_STATED PROBLEM_
Rewrite every line of the data below, from the line containing "of the glacier" through the end of the data, with each x and y coordinate in the answers scaled by 1.3 and rounded to a whole number (halves round up). Leave all other text in those lines unchanged.

[Data entries]
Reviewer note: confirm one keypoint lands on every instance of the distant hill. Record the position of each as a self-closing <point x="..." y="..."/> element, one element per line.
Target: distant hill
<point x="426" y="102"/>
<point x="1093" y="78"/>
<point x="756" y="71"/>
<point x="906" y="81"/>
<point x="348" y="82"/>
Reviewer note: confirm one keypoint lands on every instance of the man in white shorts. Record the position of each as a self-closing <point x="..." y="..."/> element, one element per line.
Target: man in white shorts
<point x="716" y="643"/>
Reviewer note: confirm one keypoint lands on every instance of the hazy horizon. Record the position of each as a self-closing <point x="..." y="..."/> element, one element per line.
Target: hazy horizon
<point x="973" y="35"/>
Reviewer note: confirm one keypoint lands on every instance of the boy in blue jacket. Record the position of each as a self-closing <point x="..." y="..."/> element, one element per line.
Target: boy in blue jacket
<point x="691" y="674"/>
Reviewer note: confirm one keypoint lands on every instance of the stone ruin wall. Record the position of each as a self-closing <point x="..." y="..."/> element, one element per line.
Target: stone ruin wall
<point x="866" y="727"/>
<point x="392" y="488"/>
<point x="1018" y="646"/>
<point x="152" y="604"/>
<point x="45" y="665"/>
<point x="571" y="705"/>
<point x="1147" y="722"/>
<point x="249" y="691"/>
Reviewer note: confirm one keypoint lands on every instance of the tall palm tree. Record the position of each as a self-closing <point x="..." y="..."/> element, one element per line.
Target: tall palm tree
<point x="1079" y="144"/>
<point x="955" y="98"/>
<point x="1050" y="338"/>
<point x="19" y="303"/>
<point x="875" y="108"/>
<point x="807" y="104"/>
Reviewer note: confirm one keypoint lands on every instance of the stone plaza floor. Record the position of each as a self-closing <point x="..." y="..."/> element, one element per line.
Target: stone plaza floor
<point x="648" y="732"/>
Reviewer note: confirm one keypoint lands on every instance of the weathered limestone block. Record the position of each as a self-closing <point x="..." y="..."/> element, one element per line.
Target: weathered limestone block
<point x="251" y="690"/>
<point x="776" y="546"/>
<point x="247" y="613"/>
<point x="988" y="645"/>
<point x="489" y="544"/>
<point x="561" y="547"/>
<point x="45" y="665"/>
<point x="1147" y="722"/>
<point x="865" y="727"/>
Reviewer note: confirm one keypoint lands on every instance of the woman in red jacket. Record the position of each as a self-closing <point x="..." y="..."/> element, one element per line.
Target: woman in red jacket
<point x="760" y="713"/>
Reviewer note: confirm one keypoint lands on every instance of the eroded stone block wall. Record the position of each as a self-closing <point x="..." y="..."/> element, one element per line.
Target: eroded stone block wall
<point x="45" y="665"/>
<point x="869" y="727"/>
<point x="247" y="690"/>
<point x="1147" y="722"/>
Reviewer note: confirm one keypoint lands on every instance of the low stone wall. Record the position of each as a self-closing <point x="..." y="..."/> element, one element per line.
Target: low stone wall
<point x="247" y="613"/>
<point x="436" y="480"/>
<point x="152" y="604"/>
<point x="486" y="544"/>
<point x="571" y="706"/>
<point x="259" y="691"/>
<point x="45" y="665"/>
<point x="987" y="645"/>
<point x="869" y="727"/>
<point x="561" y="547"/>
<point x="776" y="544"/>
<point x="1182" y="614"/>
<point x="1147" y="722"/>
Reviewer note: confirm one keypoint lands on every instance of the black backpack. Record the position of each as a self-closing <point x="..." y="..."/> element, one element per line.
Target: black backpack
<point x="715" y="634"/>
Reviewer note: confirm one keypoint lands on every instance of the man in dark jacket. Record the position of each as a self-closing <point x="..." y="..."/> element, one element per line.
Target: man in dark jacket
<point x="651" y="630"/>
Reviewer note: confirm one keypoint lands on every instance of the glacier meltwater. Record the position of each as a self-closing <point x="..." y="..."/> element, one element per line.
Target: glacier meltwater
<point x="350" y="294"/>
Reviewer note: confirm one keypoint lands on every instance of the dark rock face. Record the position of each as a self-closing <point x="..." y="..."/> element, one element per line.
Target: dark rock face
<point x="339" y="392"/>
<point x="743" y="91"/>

_SOLUTION TO THIS TASK_
Reviewer note: confirm one keypoint lands on every instance of the glacier meltwater. Record the position of each as a self-closing <point x="..." y="..."/> element, one element per line.
Target: glacier meltwater
<point x="455" y="382"/>
Reviewer note: confirm one keypoint lands on every instance of the dark rock face. Record the position of each as a self-closing <point x="..." y="..."/> element, one element per line.
Target: dark rock face
<point x="441" y="510"/>
<point x="966" y="118"/>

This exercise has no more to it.